── Data ──
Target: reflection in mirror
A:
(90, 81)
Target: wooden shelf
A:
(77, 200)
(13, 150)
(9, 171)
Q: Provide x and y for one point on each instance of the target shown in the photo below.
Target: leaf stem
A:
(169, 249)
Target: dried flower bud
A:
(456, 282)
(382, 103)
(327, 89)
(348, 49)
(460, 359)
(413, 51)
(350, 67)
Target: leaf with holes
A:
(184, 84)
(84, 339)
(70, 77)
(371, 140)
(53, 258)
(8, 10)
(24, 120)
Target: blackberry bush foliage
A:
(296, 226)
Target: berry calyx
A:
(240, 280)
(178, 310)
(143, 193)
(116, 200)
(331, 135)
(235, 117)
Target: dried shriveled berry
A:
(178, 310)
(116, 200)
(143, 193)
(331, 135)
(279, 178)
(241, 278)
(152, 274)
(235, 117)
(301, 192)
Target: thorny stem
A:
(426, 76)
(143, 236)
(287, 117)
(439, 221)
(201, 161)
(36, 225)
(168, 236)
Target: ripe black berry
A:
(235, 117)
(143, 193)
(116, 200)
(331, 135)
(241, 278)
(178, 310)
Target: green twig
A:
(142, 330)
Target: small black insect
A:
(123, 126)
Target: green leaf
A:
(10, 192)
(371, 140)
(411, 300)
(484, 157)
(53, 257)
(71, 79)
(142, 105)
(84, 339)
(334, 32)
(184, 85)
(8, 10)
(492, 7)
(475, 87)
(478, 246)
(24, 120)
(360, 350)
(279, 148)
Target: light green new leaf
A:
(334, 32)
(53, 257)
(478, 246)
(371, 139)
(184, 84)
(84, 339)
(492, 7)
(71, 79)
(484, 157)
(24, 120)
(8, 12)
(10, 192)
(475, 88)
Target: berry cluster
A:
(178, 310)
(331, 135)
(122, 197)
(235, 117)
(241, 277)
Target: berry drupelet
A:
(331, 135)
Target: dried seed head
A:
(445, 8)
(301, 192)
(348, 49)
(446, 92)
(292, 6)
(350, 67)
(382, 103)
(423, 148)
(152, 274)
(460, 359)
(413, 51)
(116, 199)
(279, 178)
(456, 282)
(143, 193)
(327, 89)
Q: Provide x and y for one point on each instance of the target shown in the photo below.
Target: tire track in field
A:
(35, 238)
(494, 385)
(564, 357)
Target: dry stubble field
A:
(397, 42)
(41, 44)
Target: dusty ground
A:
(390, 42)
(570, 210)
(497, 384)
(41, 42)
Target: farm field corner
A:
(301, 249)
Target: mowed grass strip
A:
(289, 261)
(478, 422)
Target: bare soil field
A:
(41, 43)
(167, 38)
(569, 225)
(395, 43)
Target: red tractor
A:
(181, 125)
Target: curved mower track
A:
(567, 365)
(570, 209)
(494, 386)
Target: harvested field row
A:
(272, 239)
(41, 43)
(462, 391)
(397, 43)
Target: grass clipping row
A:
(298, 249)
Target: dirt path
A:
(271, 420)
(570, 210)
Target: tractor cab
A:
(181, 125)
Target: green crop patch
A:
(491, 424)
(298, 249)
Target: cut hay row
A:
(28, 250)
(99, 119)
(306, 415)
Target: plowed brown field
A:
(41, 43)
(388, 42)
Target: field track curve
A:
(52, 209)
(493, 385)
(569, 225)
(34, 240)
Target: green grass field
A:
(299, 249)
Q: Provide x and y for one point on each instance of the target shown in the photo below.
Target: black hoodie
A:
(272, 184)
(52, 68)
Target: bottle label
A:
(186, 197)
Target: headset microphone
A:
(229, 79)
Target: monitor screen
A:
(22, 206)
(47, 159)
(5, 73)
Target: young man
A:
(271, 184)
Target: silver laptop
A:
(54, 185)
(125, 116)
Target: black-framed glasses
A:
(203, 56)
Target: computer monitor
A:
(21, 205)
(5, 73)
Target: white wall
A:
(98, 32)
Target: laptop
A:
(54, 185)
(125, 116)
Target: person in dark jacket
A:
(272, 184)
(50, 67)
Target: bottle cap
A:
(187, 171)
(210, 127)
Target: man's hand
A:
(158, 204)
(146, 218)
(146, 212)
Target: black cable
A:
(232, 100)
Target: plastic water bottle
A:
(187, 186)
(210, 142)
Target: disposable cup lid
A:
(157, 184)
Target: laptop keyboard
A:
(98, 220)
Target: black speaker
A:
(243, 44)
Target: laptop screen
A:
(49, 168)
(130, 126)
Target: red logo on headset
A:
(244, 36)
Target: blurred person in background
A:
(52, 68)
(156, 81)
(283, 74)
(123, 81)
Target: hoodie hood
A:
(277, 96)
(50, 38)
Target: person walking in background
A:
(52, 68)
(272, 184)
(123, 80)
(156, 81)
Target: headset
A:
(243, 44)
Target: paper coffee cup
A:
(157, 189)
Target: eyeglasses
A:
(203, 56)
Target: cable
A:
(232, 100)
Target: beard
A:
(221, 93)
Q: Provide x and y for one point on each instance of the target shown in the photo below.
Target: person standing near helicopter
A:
───
» **Work instruction**: From the data above, return every line from the line that has "Target: ripe black berry" up to and including the line that has "Target: light green new leaf", exactly.

» **Answer box**:
Target: ripe black berry
A:
(235, 117)
(143, 193)
(116, 200)
(331, 135)
(241, 278)
(178, 310)
Target: green twig
A:
(142, 330)
Target: small black insect
A:
(123, 126)
Target: green leaf
A:
(10, 192)
(371, 140)
(411, 300)
(484, 157)
(53, 257)
(71, 79)
(142, 105)
(84, 339)
(334, 32)
(184, 85)
(8, 10)
(492, 7)
(475, 87)
(478, 246)
(24, 120)
(360, 350)
(279, 148)
Target: light green new leaf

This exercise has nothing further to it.